**Work to be completed**
Extract exactly the range of lines bounded by the line containing "For every instance of the parked" and the final line of the listing, both ends included, and no other lines.

[Start]

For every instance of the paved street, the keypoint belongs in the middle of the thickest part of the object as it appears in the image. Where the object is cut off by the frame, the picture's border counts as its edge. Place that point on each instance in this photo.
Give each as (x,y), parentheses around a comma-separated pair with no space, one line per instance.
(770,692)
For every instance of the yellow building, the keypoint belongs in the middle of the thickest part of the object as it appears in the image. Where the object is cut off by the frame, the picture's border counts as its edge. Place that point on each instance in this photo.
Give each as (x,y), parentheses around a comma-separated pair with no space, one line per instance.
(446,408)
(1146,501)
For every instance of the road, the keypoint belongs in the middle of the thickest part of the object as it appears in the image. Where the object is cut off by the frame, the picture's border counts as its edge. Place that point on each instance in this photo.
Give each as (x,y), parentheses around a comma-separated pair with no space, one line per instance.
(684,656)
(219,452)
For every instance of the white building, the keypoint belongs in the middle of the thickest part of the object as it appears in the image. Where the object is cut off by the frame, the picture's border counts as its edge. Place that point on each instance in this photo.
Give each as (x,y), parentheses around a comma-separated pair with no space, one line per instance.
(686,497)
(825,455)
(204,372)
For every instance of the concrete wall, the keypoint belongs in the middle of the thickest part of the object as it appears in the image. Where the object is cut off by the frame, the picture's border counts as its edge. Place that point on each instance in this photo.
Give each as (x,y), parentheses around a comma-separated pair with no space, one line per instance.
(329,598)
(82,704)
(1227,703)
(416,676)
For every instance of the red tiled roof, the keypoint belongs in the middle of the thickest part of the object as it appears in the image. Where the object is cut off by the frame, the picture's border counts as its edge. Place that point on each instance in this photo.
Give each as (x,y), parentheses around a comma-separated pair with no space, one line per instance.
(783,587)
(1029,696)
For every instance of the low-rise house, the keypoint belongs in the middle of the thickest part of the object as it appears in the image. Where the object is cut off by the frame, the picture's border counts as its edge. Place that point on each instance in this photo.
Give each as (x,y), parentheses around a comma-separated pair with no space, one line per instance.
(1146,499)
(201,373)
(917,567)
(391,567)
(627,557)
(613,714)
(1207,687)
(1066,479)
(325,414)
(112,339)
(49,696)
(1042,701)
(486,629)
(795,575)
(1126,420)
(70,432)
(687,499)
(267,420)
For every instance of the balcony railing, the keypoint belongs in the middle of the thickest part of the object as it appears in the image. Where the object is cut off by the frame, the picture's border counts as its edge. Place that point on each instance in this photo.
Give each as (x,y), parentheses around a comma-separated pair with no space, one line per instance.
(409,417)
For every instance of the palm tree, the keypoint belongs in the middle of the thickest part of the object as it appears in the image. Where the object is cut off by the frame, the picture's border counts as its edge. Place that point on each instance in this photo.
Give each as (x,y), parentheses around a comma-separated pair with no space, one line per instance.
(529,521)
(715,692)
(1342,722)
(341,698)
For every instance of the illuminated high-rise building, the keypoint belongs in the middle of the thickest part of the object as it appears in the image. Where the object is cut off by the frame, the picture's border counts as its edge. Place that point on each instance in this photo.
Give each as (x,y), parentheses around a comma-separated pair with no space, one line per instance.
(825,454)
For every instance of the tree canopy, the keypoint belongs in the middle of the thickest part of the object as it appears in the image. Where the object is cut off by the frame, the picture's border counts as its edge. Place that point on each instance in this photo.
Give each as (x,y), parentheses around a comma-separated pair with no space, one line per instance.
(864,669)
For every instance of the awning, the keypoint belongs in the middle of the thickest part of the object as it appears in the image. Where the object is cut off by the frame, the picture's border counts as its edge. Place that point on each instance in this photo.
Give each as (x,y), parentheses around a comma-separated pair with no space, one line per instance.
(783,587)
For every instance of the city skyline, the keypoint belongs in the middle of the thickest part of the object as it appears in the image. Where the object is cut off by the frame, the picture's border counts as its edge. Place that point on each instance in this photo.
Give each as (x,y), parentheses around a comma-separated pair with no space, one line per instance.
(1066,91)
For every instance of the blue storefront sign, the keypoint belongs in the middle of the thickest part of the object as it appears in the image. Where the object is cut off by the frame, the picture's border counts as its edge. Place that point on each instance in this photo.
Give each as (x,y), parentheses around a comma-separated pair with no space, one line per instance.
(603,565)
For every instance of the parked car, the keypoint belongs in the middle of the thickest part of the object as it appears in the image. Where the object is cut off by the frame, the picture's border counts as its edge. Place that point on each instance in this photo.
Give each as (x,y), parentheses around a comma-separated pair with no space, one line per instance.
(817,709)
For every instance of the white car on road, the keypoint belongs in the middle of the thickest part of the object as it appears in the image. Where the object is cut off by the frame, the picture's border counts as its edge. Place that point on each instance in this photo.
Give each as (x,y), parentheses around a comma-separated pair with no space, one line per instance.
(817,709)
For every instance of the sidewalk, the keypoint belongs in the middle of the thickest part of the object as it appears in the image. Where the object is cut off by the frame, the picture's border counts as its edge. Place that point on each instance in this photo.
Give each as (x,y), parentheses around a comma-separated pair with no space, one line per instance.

[End]

**Result below**
For every instance of the parked car, the keypoint belongs in the middle of the thickest part of the object as it appears in the image. Where the object is cut off by the frame, the picture's border counts as its edge. Place that point on each instance in this photo.
Give each as (x,y), parentheses around a comma-separated pair with no space, one line per instance.
(817,709)
For every instance of the white car on road, the keypoint belongs in the middle of the thickest part of the object as it appears in the image. Where the object is cut off by the frame, the picture's border counts as its edge. Place that point on each instance in this photo.
Give each as (x,y), parentheses around a comma-separated pair with no space, one line per instance.
(817,709)
For every instance of the sidewalk, the keypoint belongs in the middle of the thickest part of the object as it appears in the image. Where the object is cut off by the frame, the picture's border counts as its edge. Place that point on each instance in this photo.
Give each as (x,y), parentheses around a comma-separated pair with no space, one line per instance.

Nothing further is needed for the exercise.